--- begin TEXT ---

I'd argue that the appliance is not required, the the provision is the dedicated circuit, gas connection, etc. Not any different than sleeping; a room is required, but a bed, hammock, etc. is the occupant's responsibility.


----------



## mark handler

Ty J. said:


> It is a permanent provision.
> 
> I'd argue that the appliance is not required, the the provision is the dedicated circuit, gas connection, etc. Not any different than sleeping; a room is required, but a bed, hammock, etc. is the occupant's responsibility.


My comment is based off the original post. *"Permanent" *provisions for cooking.


----------



## classicT

mark handler said:


> My comment is based off the original post. *"Permanent" *provisions for cooking.


I understand... I am providing a rebuttal argument that the provision required can be the energy source for the intended appliance and that the appliance can be the responsibility of the occupant.

In concept, this is similar to provisions for sleeping. A bed is not a requirement; it would be up to the occupant to install their desired furniture for sleeping (bed, cot, hammock, etc.).


----------



## steveray

Ty J. said:


> Source?



X2....I know NFPA does not consider a microwave "cooking"...


----------



## ADAguy

Ty J. said:


> Source?



Northern CA city building code.


----------



## TheCommish

Seem *like Permanent c*ooking is like defining obscenity and pornography

In the summer of 1973, the Supreme Court decided a group of pornography/obscenity cases that set the standards for the future of pornography. In his Dissent in one of these cases, Justice Brennan wearily admitted:

"Our experience since _Roth_ requires us not only to abandon the effort to pick out obscene materials on a case-by-case basis, but also to reconsider a fundamental postulate of _Roth_: that there exists a definable class of sexually oriented expression that may be suppressed by the Federal and State Governments. Assuming that such a class of expression does in fact exist, I am forced to conclude that the concept of 'obscenity' cannot be defined with sufficient specificity and clarity to provide fair notice to persons who create and distribute sexually oriented materials, to prevent substantial erosion of protected speech as a byproduct of the attempt to suppress unprotected speech, and to avoid very costly institutional harms."

--- end TEXT ---
--- begin ENTRIES SHOWN ---

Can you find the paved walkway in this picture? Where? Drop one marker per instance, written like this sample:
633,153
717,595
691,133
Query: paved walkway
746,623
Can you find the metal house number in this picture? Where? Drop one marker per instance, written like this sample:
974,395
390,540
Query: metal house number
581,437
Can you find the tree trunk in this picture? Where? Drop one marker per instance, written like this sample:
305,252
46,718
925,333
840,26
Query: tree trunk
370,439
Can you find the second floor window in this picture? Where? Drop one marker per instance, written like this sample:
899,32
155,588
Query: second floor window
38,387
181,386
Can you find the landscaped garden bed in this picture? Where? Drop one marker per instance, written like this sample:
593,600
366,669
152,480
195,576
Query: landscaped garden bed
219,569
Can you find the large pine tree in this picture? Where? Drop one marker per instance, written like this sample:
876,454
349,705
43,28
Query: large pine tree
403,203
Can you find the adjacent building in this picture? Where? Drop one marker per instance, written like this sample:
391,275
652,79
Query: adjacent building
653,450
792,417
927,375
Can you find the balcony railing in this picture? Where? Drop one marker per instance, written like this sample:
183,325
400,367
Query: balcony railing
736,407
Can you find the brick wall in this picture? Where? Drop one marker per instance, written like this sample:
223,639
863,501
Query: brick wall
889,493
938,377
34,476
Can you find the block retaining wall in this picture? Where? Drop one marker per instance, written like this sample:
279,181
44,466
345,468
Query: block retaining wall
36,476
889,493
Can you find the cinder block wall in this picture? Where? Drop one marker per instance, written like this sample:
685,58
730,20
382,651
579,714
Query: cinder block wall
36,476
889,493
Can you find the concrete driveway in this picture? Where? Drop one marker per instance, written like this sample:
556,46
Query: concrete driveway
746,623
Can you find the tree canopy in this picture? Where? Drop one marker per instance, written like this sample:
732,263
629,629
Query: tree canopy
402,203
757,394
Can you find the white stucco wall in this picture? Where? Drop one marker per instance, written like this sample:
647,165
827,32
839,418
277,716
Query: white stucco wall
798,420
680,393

--- end ENTRIES SHOWN ---

PROBLEM: Continue the forum thread about permanent cooking provisions, starting after its last sentence, not the items.

FINAL ANSWER:
source linked here


----------



## Builder Bob

mark handler said:


> My comment is based off the original post. *"Permanent" *provisions for cooking.



Even a stove is not permanent, whenever a remodel occurs, chances are the "appliance" is replaced - so in theory (at least) all appliances are temporary as built in range tops, built in wall ovens etc. are deigned to be removed if necessary for replacement. The only thing that will remain is the point of utility utilization (gas or electric)
If a hood is used, components and the hood may be replaced - but generally the duct work remains unless reconfigured.
If it is a wood burning stove - same concept, the chimney or flue will remain. 

Sometimes, I think we may be our own worst enemy whenever we over analyze and fail to let common sense dictate a peaceful harmony between code language and the code intent. 

This is a perfect case where permanent provisions are required but even appliances are not permanent. Common sense would dictate utility provisions and any other provisions that may be required such as chimney, mechanical exhaust, etc. are sufficient to indicate the intent for permanent provisions has been made.


----------



## TheCommish

NFPA staff answer to what is cooking

The final determination on what is considered facilities for cooking will rest with your AHJ. However, in NFPA 101 cooking facilities generally applies to equipment used for the cooking of food and equipment that generates heat is connected to electricity or a fuel source (e.g. stove, oven, hot plates). Generally, an area with equipment solely for reheating food (i.e. microwave) would not be considered a cooking facility.


----------



## Sleepy

TheCommish said:


> NFPA staff answer to what is cooking



Fair enough, but NFPA is looking at it from a fire hazard point of view.  The Building Code or an AHJ might look at it differently, depending on the goal and language of the particular paragraph.


----------



## mark handler

Builder Bob said:


> Even a stove is not permanent, whenever a remodel occurs,


Not even walls are permanent. But you cannot not take the words in the code to the Extreme. 
I do not know where the verbiage "permanent" is used in the building code to define an ADU or guest room.


----------



## jar546

I want to see where the word "provisions" means a receptacle for a stove. I would not agree.


----------



## TheCommish

Sleepy said:


> Fair enough, but NFPA is looking at it from a fire hazard point of view.  The Building Code or an AHJ might look at it differently, depending on the goal and language of the particular paragraph.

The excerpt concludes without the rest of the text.